**Instructions for the task**
Sift through the material below and copy out each line that contains the word "wall".

━━━ Records to use ━━━

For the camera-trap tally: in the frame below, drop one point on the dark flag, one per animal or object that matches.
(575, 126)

━━━
━━━ Records to use ━━━

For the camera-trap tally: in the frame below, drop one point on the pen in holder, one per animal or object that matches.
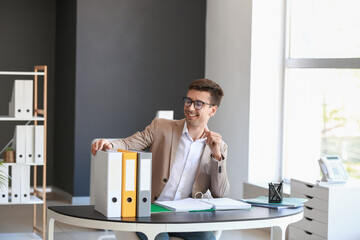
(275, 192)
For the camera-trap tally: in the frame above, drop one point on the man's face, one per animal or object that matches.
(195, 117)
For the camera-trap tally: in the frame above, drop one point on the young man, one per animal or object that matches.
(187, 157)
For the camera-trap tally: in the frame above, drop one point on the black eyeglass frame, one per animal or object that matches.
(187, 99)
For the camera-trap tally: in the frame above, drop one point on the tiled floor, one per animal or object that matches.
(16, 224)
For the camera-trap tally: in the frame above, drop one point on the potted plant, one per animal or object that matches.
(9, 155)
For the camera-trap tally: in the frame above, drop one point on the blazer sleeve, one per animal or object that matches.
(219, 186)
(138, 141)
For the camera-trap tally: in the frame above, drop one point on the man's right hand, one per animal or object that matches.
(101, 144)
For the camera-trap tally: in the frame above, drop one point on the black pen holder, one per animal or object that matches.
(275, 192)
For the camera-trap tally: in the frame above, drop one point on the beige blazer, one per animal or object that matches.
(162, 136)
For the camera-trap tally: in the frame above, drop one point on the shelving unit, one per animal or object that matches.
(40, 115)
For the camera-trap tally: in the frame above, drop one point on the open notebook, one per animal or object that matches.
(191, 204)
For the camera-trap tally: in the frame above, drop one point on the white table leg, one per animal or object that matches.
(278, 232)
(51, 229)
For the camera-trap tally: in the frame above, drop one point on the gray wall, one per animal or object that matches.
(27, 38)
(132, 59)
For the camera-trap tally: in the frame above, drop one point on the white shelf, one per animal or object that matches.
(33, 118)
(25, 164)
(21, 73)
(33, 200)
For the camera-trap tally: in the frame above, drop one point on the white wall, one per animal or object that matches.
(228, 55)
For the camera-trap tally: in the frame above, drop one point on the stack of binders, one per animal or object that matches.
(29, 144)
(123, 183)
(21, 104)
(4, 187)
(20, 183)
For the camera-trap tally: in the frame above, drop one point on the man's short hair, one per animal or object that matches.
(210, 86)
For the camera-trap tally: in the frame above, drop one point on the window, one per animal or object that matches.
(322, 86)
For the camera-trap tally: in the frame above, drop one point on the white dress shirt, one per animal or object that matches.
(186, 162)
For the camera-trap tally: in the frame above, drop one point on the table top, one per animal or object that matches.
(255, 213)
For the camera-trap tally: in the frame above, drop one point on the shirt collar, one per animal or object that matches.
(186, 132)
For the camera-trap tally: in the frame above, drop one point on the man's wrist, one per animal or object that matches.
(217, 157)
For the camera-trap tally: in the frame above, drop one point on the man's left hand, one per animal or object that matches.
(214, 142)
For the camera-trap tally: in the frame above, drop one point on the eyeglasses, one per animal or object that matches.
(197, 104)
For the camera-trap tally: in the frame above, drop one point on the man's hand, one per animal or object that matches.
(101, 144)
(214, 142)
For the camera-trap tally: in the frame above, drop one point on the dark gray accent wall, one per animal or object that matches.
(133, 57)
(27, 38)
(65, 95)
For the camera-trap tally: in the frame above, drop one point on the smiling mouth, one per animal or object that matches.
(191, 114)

━━━

**Right answer**
For the camera-trap tally: in the frame above, drop one point on the gray wall, one per animal or object that matches.
For the camera-trap tally: in the frame above, drop one point on the white wall, one per animal or object that matches.
For the camera-trap tally: in the frame above, drop one point on the dark gray accent wall, one per animal or object that matches.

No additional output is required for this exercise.